Each line from the one containing "Target: bat barrel" through the end of the data must be retyped exactly, and no other line.

Records from a collection:
------------------------------------------------
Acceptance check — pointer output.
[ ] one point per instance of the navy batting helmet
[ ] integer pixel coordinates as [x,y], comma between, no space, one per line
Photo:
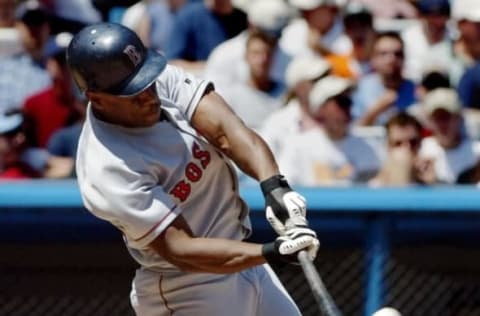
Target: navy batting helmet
[110,58]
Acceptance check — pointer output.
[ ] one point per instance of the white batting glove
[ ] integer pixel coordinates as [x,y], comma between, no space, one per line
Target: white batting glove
[285,248]
[284,208]
[312,250]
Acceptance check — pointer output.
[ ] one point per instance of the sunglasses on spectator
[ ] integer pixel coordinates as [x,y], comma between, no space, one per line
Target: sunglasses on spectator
[343,100]
[413,142]
[395,53]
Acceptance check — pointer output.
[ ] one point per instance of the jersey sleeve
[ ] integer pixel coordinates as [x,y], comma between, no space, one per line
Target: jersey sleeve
[182,89]
[132,202]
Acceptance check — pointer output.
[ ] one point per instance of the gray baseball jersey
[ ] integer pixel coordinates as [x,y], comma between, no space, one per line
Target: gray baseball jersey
[140,179]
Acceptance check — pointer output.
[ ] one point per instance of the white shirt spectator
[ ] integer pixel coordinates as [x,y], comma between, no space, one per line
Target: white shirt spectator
[226,64]
[422,57]
[251,105]
[294,40]
[285,121]
[314,160]
[450,163]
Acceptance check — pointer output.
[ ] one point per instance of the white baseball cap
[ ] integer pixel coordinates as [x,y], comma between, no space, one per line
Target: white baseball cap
[305,68]
[466,10]
[10,122]
[327,88]
[442,98]
[387,311]
[269,15]
[313,4]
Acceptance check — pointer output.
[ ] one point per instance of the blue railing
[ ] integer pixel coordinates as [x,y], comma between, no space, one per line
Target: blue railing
[39,211]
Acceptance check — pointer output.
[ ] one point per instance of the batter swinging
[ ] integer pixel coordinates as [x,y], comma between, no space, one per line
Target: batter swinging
[154,160]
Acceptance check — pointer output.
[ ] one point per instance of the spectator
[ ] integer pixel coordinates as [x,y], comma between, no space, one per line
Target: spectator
[449,149]
[105,6]
[318,31]
[329,154]
[10,41]
[255,99]
[24,74]
[403,166]
[428,42]
[358,24]
[226,64]
[198,28]
[52,108]
[152,20]
[294,118]
[466,14]
[390,9]
[62,145]
[385,91]
[17,159]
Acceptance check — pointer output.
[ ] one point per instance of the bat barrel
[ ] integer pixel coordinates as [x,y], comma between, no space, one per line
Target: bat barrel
[320,292]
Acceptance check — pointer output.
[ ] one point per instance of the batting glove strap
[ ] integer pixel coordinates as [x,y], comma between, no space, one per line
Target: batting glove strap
[276,181]
[270,252]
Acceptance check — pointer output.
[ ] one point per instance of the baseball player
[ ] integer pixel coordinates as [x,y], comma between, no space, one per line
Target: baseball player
[154,160]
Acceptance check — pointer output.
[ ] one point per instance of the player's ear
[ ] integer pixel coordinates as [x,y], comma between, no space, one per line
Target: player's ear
[95,99]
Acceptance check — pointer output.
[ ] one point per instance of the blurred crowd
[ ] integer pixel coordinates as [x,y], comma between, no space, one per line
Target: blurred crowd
[378,93]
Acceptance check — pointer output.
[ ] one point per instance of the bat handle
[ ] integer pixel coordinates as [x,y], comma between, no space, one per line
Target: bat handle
[320,293]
------------------------------------------------
§ **WRITTEN SOLUTION**:
Target: bat barrel
[320,292]
Acceptance check — pointer output.
[ ] one point per instance of the batting glove strap
[ ] integer pixel coordinates as [x,y], comma between, no space, one per line
Target: batting glove strap
[276,181]
[270,252]
Acceptance check — pointer output.
[ ] one point per instance of the baseball player
[ ] integer pixel coordinates as [x,y], comma between, no space, one per line
Target: baseball player
[154,160]
Acceptance check — pointer output.
[ ] one point per instance of the player's ear
[ ] integer pixel coordinates as [x,y], comma between, no space, one per line
Target: player's ear
[95,99]
Acceptance check — pointer output.
[ ] one point per instance of the blurred crowd
[ ] integer pixel coordinates as [x,y], comma between, no space, one per line
Target: blurred crowd
[378,93]
Acceptance check — pointer output.
[ ] one point per instance of the bat handle
[ ] integer pixel coordinates as [x,y], comma between, no space, one per line
Target: bat handle
[320,293]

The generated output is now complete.